### Given task
Express the material below as a JSON list of strings, one per line, starting at the line that has "# trace the outline of every instance of the green" and stopping after the line that has "Outline every instance of the green". Omit blank lines.

### Dataset extract
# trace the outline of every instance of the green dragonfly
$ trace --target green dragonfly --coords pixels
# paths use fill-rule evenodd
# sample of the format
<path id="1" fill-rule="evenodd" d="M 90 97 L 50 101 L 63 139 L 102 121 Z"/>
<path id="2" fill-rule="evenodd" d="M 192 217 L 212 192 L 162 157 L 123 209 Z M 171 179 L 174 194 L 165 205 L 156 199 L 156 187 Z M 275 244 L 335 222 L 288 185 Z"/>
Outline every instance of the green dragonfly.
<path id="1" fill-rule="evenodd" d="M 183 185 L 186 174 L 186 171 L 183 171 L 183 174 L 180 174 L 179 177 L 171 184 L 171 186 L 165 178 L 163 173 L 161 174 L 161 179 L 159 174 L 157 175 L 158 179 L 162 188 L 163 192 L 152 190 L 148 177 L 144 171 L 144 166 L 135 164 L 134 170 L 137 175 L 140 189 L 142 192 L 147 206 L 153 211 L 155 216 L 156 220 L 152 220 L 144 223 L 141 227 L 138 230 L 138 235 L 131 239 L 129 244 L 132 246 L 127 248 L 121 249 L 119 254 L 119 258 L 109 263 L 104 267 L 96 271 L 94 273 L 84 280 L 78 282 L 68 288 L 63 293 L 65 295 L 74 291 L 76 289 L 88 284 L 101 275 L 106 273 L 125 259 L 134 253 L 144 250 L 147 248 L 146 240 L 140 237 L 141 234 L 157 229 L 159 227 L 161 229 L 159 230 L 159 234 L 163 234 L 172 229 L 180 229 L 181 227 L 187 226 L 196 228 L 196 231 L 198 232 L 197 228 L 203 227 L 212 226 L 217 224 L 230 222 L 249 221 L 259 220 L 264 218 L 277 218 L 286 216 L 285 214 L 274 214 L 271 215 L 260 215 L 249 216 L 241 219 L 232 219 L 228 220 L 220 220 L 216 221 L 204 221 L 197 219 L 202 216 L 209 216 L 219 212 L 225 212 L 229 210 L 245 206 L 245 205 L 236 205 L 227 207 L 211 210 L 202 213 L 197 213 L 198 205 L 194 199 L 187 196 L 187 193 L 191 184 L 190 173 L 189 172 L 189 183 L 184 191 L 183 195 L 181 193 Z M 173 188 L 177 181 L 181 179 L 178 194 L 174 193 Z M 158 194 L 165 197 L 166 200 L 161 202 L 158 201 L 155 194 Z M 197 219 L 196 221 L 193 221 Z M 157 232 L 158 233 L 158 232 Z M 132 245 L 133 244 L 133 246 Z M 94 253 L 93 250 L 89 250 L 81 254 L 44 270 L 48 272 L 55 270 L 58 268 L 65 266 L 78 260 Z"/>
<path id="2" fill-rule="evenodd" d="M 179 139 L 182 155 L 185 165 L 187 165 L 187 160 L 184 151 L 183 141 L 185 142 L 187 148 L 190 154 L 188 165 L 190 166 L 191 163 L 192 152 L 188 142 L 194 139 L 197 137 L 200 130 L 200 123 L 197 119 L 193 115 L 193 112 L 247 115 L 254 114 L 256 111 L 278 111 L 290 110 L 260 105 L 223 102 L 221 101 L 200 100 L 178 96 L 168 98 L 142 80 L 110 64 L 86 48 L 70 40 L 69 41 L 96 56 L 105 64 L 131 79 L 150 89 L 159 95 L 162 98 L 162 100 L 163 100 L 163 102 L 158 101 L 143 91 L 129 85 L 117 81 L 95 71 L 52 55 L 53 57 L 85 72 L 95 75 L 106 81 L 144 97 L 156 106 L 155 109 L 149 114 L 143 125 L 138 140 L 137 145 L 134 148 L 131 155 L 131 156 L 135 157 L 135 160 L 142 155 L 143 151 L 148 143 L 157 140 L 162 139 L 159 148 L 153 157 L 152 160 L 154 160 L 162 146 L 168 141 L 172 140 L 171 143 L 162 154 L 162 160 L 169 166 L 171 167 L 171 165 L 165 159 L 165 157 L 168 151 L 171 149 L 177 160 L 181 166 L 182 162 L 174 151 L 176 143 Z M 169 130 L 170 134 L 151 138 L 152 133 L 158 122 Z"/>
---
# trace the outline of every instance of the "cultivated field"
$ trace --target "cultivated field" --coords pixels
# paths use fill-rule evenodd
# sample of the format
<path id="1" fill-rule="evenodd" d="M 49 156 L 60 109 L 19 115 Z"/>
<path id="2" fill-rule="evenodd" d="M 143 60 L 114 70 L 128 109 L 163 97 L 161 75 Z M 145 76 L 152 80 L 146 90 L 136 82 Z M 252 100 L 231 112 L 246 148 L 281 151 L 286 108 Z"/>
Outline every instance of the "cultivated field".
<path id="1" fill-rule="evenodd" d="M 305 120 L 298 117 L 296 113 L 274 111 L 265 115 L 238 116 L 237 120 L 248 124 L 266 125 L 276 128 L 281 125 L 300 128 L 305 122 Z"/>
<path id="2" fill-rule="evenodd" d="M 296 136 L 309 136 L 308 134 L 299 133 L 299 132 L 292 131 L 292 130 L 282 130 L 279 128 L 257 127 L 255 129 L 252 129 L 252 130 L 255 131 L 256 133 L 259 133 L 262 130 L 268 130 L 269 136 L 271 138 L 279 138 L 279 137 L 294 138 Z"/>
---
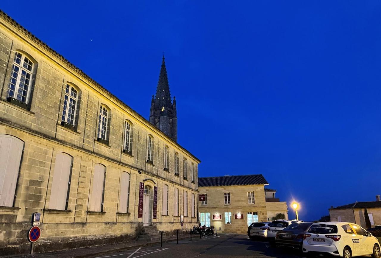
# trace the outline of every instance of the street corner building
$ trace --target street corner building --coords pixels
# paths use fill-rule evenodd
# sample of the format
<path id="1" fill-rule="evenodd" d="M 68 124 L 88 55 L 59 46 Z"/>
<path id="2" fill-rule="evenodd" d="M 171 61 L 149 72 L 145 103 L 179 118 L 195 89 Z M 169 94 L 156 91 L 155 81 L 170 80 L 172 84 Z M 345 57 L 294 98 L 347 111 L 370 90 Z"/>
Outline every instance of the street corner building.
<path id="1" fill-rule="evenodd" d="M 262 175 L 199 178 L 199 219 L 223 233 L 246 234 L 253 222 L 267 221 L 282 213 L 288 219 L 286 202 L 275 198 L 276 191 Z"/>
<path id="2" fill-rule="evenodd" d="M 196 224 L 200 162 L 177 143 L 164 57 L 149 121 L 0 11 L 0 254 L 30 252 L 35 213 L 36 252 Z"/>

### Written response
[
  "# trace the outline of every instance of the green dragonfly",
  "$ trace --target green dragonfly --coords pixels",
  "# paths use fill-rule evenodd",
  "# sample of the format",
  "<path id=\"1\" fill-rule=\"evenodd\" d=\"M 90 97 L 50 101 L 63 139 L 102 121 Z\"/>",
  "<path id=\"2\" fill-rule=\"evenodd\" d=\"M 192 217 L 212 192 L 162 157 L 123 209 Z M 171 179 L 174 194 L 165 205 L 156 199 L 156 187 Z M 275 244 L 335 222 L 288 185 Z\"/>",
  "Outline every instance of the green dragonfly."
]